What you will do:
**A.** According to the Nashville travel article, what kind of footwear did the writer choose once cowboy boots turned out to be optional?
**B.** Extend the Nashville travel article past its final sentence.

Text provided:

- - -

Travel: Nashville, Tennessee: Hand Me My Stetson, Boy

The News Letter (Belfast, Northern Ireland), August 23, 2003 | Go to article overview

Travel: Nashville, Tennessee: Hand Me My Stetson, Boy


Byline: Jeff Magill

JEFF MAGILL was the least likely Country fan in the world: until he visited the holy grail

IN my list of top 10 places to visit before I ring the bell at the pearly gates, Nashville has bever had a mention.

In truth, it may have made it into the top 100, but only just.

I associated country music with the first and only time I wore cowboy boots. Aged 13, I hobbled through the bustle of Ballyclare May Fair and realised, to my horror, when I slid - and landed in - horse manure, that the said boots had no grips on their soles. I was scarred for life.

So, to me, country music was crap, cowboy boots landed you in crap and Nashville, where the two go hand-in-hand, must therefore be one big, smelly, steaming pile of ... well, you get the idea.

Nevertheless, when I got the chance to spend a few days in the place they call Music City, and realised that this meant a few days off work, my negative opinions mysteriously vanished.

Before I knew it I was on the plane, hoping I could find something to enjoy in a place where Shania Twain was considered cool.

As it happened, I needn't have worried: my three days there were enough to prove that you don't have to like songs about losing your spouse, house and inbred pet dog to enjoy the Nashville experience. Cowboy boots, it turned out, were optional, and I opted for a pair of trainers.

Driving into Nashville, the first thing that strikes you is the mixture of old and new: impressive skycrapers sit next to historic buildings such as the Ryman Auditorium, the old General Jackson showboat sails down the Cumberland River past the new 60,000-seat Nashville Coliseum, home to the Tennessee Titans football team, and multi-million dollar buildings like the Gaylord Entertainment Centre and the Country Music Hall Of Fame and Museum are a stone's throw away from the comparatively tatty downtown area, all of which suggested that Nashville is a place that is proud of its past, yet keen to move into the future.

But regardless of age, these buildings all have one thing on common - music.

- - -

[Part of a data file]
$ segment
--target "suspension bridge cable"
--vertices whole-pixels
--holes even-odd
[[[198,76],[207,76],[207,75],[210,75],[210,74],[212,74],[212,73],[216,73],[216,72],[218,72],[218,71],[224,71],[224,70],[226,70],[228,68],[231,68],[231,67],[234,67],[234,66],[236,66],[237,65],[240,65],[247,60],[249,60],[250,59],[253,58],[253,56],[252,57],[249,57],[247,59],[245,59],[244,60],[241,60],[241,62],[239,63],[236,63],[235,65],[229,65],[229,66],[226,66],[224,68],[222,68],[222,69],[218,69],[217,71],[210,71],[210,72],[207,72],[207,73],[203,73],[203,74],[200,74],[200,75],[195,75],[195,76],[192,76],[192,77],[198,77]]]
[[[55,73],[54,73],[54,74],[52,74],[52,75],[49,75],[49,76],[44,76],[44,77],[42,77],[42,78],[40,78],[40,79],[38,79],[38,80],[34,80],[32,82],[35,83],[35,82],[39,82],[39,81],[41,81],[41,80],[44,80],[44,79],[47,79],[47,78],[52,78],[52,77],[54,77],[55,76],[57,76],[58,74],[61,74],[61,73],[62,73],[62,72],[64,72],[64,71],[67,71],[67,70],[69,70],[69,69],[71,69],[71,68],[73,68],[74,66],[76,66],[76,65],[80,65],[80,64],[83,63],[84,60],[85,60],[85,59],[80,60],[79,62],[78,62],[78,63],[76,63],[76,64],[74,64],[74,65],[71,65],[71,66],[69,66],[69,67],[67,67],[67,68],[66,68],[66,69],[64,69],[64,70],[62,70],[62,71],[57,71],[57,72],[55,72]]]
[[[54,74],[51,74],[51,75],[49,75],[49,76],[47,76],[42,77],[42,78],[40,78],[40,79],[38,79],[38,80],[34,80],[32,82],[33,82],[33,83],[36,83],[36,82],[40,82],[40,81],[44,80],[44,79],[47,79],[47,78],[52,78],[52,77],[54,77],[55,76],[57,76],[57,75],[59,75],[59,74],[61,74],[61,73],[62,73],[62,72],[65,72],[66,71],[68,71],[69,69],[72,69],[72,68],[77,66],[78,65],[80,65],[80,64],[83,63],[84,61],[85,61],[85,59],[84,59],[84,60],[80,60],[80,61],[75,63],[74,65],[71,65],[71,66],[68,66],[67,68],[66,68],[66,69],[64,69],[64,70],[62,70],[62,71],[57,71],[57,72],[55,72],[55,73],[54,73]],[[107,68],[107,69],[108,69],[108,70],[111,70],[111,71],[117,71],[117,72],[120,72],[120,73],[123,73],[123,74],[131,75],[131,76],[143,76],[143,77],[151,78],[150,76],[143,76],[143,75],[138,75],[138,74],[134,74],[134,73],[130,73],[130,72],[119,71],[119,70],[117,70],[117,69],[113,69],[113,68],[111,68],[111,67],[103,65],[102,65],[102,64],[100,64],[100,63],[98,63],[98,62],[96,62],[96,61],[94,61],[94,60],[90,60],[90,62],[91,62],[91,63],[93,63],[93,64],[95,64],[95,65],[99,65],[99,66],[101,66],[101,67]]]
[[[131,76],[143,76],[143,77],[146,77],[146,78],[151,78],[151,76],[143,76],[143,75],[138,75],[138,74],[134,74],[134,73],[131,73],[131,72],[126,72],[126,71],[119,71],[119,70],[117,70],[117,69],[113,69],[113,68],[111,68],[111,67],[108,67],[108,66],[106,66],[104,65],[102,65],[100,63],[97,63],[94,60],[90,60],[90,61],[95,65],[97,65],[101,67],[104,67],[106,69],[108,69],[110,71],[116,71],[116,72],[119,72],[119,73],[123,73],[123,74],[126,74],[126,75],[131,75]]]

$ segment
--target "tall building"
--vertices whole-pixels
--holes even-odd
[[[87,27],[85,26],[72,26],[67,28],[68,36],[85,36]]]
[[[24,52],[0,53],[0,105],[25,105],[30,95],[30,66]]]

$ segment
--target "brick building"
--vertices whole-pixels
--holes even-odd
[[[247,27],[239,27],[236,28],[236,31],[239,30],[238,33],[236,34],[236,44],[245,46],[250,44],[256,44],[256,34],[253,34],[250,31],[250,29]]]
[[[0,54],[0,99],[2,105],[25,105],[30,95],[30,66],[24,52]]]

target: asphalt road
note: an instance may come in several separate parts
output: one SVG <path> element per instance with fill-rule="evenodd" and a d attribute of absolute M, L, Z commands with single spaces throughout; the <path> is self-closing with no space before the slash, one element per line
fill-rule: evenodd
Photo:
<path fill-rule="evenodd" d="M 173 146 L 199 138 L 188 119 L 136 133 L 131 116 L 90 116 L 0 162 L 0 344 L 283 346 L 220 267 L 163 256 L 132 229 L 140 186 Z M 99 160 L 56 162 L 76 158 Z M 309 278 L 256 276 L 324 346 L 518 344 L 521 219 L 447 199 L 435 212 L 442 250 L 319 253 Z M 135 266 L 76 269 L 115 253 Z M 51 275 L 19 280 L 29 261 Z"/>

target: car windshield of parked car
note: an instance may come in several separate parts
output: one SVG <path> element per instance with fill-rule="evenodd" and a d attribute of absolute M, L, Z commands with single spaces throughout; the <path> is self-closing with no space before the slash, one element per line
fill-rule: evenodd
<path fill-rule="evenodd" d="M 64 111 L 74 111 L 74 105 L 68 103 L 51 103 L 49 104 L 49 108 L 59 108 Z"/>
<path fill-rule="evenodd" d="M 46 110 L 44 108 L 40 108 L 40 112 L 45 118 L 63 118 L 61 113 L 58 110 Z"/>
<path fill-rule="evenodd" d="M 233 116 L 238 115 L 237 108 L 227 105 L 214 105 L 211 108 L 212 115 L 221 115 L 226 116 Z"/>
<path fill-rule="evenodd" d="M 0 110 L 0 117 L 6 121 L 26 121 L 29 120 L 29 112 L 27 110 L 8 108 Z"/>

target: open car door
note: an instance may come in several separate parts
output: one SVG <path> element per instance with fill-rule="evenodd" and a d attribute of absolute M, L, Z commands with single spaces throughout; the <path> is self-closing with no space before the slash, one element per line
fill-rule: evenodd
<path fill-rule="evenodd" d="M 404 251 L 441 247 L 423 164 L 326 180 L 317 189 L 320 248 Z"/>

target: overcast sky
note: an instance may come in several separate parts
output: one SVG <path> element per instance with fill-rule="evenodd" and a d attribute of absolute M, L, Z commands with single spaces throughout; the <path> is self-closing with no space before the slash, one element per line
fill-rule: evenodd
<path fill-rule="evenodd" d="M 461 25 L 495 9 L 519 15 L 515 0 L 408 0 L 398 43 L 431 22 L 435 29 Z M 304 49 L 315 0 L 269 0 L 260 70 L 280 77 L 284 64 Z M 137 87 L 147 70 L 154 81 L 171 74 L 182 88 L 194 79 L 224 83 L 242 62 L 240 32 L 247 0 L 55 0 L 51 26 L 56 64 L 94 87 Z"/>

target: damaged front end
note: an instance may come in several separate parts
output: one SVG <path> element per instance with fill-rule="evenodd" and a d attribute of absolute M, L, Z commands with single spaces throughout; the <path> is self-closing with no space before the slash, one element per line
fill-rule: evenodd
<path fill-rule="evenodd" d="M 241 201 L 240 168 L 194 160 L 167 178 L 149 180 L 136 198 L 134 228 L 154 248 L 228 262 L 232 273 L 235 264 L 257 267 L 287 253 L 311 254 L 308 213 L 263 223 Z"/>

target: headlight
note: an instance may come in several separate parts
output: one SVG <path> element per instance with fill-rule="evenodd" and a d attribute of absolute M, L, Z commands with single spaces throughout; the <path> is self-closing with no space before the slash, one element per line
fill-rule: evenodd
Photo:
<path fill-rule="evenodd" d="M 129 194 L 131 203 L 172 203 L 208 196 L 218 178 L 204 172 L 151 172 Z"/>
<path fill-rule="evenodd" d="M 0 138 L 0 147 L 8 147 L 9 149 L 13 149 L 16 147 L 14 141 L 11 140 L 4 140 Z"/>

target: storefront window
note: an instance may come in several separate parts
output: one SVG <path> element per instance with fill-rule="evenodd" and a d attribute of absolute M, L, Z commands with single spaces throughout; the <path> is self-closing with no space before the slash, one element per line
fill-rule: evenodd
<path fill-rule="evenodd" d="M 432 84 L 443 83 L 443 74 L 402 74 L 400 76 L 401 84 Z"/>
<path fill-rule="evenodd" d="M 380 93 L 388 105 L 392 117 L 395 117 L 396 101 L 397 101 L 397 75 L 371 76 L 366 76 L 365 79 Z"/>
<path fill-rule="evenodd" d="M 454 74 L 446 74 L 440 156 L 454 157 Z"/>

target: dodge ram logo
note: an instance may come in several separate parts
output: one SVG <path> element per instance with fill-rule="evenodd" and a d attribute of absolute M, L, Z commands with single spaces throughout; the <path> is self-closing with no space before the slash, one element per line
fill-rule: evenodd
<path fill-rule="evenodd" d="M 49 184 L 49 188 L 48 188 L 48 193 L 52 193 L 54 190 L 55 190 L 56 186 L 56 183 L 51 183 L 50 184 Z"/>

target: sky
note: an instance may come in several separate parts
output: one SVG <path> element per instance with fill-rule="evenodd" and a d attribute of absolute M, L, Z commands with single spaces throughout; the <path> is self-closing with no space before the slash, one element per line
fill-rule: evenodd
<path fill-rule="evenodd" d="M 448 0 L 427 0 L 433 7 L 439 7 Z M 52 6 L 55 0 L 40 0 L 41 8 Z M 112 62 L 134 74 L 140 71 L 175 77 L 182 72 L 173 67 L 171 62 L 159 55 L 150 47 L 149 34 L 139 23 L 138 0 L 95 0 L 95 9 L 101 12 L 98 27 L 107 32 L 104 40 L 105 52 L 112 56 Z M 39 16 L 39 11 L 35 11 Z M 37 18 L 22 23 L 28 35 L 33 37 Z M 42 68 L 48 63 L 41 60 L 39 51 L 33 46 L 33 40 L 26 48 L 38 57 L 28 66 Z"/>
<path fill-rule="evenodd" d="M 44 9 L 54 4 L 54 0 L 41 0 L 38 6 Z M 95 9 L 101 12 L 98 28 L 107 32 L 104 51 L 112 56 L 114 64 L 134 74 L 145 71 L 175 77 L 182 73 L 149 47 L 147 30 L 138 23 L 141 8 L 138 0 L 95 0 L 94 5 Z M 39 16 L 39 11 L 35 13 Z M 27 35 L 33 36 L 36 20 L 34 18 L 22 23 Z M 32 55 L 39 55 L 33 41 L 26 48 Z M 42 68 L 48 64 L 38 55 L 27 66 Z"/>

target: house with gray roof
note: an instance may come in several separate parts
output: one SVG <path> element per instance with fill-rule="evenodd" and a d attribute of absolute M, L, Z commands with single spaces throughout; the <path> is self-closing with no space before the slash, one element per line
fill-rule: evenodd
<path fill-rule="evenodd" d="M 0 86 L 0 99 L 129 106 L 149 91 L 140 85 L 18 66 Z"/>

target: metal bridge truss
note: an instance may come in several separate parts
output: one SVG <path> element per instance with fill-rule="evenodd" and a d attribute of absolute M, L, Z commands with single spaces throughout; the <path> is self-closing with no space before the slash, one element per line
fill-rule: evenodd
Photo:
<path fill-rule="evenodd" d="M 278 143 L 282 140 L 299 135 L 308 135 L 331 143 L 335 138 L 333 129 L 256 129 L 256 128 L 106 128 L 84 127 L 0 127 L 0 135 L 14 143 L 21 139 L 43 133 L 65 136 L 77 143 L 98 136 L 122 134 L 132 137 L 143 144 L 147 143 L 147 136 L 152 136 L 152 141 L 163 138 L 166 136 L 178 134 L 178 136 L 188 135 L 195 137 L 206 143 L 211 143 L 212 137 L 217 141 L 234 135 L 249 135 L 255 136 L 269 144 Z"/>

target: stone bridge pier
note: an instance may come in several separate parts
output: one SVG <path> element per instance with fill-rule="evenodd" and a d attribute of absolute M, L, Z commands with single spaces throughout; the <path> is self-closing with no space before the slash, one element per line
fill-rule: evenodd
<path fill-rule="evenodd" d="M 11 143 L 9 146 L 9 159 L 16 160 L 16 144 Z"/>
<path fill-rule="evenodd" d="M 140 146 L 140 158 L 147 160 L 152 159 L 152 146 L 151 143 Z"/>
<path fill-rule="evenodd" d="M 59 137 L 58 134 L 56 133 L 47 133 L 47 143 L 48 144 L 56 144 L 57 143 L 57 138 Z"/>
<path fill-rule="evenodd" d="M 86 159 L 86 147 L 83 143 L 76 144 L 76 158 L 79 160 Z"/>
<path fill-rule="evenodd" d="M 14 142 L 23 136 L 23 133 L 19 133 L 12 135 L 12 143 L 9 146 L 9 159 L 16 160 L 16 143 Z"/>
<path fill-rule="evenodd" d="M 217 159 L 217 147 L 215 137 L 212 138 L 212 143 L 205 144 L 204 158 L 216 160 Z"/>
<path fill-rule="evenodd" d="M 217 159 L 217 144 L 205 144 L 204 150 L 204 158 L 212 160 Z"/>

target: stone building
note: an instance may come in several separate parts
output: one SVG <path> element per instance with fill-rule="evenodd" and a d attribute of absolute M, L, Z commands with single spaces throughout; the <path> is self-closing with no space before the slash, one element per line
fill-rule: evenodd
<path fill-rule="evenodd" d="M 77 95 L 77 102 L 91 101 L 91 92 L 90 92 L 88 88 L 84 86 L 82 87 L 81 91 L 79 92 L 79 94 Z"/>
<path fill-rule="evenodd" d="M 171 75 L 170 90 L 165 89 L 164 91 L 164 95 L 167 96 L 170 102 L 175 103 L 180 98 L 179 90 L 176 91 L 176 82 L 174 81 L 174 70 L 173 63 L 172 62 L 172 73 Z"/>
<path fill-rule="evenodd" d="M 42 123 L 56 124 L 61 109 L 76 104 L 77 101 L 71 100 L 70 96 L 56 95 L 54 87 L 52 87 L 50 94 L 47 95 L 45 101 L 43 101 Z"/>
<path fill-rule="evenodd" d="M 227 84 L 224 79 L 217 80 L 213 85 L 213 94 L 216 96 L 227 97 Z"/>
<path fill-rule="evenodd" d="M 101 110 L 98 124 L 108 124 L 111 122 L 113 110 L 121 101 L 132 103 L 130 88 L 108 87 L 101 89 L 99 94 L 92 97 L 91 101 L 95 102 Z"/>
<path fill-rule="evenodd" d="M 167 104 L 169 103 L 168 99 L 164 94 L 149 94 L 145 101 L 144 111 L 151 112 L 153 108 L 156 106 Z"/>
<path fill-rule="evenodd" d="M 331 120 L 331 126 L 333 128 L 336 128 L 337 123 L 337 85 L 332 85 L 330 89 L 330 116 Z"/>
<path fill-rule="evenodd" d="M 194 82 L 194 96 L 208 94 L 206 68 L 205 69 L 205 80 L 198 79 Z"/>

- - -

Exercise responses:
**A.** A pair of trainers.

**B.**
The Ryman Auditorium, originally built in 1872 by Thomas Ryman for religious revivals, is one of Nashville's most famous music haunts, having once housed the Grand Ole Opry for 30 years. The Gaylord Entertainment Centre, meanwhile, plays host to the big names like Garth Brooks and Faith Hill, and the Coliseum, as well as being a sports arena, is used for the city's big music festivals, such as the annual Fan Fair, the largest country music festival in the world.

My first day in Music City was the last day of this year's Fan Fair, and it was clear that the people of Nashville like their country music. During the day, there was a sea of bobbing stetsons at the Riverfront as hundreds gathered in the sunshine to watch their favourite acts perform on a specially constructed stage. Then, as night fell like a purple silk cloak on the city's skyline, thousands headed to the Coliseum to watch Wynnona Judd, among others, perform at the festival's finale.

But for most visitors, the place to go for music is the Grand Ole Opry. I say 'most visitors' because I wasn't one of them.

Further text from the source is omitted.